• _Requirement_
Output the data that follows exactly, line for line.

Information supplied Start Marker

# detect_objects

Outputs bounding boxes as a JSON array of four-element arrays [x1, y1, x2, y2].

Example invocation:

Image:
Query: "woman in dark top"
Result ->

Information supplied End Marker

• _Output_
# detect_objects

Outputs bounding boxes as a JSON array of four-element arrays [x1, y1, x2, y2].

Example invocation:

Image:
Query: "woman in dark top"
Result ->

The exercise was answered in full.